Written instruction 1: Edit the listing from its first line through the line containing "(156, 1095)", replacing "bright white background" with "plain white backdrop" and leaving everything else unchanged. Return only those lines.

Reading text:
^^^^

Thursday, December 27, 2007

Normal (ish)

And we're back.  Thanks to everyone for the kind words of support and sympathy yesterday.  It has truly been a miserable month with so many ups and downs I've considered prescription seasickness pills.  Your thoughtfulness was greatly appreciated after so many weeks of self-imposed silence over the whole sorry affair.

Yesterday was certainly an education.  I learned that it is possible for a human being to cry in one form or another for a full twelve hours.  I now know that "cry yourself sick" is not just an expression.  It seems that it is also possible to cry in one's sleep as I woke up this morning with my eyes almost completely swollen shut.  This lent an added element of va-va-voom to my overall grim demeanor and meant that, when I needed to make an emergency Mountain Dew run early in the day, I couldn't go to The Convenience Store Where They Call You Honey or Dear And You Kind Of Like That.  I didn't want to scare the nice people, after all.  I had to pry my eyelids apart and go to The Convenience Store Where They Only Look At You To Make Sure You Don't Match Any Of The Wanted Posters Over The Register.  I don't much care if I scare them.  

Yup.  It's been tough to say the least.  And while I really do believe that it is important to let the grieving process run its course, there do have to be limits to the whole thing.  As I was cleaning the litter box this morning and suddenly found myself near to wailing over scooping away the last of Desdemona's poops, I wondered if I had perhaps crossed one of those delicate, but important, lines of demarcation.  Specifically, the line that separates "Normal Sad Lady Who Lost Her Cat" and "Crazy Person Who Locks Herself In The House, Requires Talking Down By Trained Professionals And Who Emerges Wearing A Hat Knit From Her Own Eyebrows."

^^^^

Record list:
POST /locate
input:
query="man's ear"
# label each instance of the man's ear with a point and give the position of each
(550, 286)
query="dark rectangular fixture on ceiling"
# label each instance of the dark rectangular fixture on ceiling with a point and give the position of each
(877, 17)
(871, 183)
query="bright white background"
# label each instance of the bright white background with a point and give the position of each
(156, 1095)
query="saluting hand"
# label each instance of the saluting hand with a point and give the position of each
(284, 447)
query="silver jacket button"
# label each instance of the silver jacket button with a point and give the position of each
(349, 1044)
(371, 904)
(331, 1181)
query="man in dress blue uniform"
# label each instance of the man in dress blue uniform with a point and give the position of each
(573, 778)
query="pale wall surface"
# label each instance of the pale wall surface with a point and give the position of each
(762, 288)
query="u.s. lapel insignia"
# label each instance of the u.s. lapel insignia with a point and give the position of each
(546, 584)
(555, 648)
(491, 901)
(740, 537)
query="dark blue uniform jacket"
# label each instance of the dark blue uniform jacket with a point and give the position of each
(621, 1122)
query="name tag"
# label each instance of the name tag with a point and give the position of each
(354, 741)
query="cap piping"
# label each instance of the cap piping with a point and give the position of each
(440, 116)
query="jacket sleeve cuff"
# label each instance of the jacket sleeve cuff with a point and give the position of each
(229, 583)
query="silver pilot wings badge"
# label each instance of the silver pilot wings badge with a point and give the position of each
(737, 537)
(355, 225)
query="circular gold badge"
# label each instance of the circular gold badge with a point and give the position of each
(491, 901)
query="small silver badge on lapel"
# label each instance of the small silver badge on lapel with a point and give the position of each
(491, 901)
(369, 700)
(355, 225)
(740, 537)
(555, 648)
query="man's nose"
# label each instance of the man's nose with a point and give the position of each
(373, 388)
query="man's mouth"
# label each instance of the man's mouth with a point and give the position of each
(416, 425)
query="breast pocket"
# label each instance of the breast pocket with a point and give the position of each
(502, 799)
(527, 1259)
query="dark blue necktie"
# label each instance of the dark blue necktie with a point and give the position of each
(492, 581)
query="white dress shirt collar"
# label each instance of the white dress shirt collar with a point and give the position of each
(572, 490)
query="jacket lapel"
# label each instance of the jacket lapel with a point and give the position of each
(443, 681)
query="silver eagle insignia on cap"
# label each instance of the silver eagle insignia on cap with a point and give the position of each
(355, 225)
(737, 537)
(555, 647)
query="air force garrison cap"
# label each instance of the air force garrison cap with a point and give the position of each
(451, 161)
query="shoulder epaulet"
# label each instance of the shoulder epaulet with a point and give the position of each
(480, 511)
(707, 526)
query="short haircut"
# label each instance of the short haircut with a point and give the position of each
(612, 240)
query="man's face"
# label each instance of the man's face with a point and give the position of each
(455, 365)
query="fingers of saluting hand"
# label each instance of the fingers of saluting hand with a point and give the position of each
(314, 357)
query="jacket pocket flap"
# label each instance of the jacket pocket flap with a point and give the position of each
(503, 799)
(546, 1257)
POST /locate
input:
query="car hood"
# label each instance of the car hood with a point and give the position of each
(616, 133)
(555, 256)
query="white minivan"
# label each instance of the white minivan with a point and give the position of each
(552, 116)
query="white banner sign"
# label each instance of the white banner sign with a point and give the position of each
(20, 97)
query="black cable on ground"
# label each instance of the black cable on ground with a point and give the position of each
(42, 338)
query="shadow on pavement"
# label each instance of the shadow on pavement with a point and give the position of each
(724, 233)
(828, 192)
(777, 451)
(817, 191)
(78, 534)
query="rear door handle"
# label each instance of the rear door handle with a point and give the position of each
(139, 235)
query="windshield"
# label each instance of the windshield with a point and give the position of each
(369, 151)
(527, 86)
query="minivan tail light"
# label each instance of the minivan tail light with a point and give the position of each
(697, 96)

^^^^

Written instruction 2: Reproduce the blog post above word for word, beginning at "Thursday, December 27, 2007" and ending after "whole sorry affair.".

Right answer 1:
POST /locate
input:
query="man's ear"
# label each instance of the man's ear with a point and give the position of each
(550, 286)
query="dark rectangular fixture on ceiling"
# label each instance of the dark rectangular fixture on ceiling with a point and give the position of each
(877, 17)
(871, 183)
query="plain white backdrop"
# label each instance of the plain white backdrop with a point and give the position of each
(156, 1095)

Right answer 2:
Thursday, December 27, 2007

Normal (ish)

And we're back.  Thanks to everyone for the kind words of support and sympathy yesterday.  It has truly been a miserable month with so many ups and downs I've considered prescription seasickness pills.  Your thoughtfulness was greatly appreciated after so many weeks of self-imposed silence over the whole sorry affair.